#### INSTRUKSI KERJA:
Cetak ulang setiap baris dari semua entri di bawah ini tanpa mengubah apa pun.

§ §

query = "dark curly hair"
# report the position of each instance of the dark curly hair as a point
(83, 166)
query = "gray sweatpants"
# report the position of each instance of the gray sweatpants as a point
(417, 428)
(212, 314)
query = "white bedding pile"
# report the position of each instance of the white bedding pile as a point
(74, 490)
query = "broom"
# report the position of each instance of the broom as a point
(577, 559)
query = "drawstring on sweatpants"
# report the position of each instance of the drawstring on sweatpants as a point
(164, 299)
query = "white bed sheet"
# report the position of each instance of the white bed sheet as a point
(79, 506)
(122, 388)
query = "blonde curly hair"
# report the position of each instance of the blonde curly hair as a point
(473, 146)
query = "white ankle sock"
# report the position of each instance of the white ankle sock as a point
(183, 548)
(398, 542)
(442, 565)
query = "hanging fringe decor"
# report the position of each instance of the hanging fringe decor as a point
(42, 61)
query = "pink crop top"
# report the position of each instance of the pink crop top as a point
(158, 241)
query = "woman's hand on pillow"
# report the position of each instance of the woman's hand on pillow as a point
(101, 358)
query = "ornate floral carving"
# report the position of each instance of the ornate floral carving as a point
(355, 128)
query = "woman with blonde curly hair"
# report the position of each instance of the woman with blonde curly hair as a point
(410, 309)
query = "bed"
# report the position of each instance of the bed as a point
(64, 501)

§ §

#### HASIL TUGAS INI:
query = "dark curly hair"
# report the position of each instance of the dark curly hair as a point
(83, 166)
query = "gray sweatpants"
# report the position of each instance of the gray sweatpants as a point
(417, 428)
(212, 314)
query = "white bedding pile"
# report the position of each instance of the white bedding pile as a point
(74, 490)
query = "broom"
# report the position of each instance of the broom as a point
(577, 559)
query = "drawstring on sweatpants"
# report the position of each instance of the drawstring on sweatpants as a point
(164, 299)
query = "white bed sheet"
# report the position of each instance of the white bed sheet as a point
(79, 506)
(122, 388)
query = "blonde curly hair"
# report the position of each instance of the blonde curly hair as a point
(473, 146)
query = "white ankle sock"
# report the position of each instance of the white ankle sock as a point
(183, 548)
(398, 542)
(442, 565)
query = "hanging fringe decor"
# report the position of each instance of the hanging fringe decor as a point
(42, 61)
query = "pink crop top"
# report the position of each instance of the pink crop top as a point
(158, 241)
query = "woman's hand on pillow"
# report the position of each instance of the woman's hand on pillow as a point
(101, 358)
query = "ornate floral carving"
# report the position of each instance of the ornate floral carving as a point
(355, 128)
query = "woman with blonde curly hair"
# report the position of each instance of the woman with blonde curly hair as a point
(410, 309)
query = "bed"
# report the position of each instance of the bed as a point
(64, 501)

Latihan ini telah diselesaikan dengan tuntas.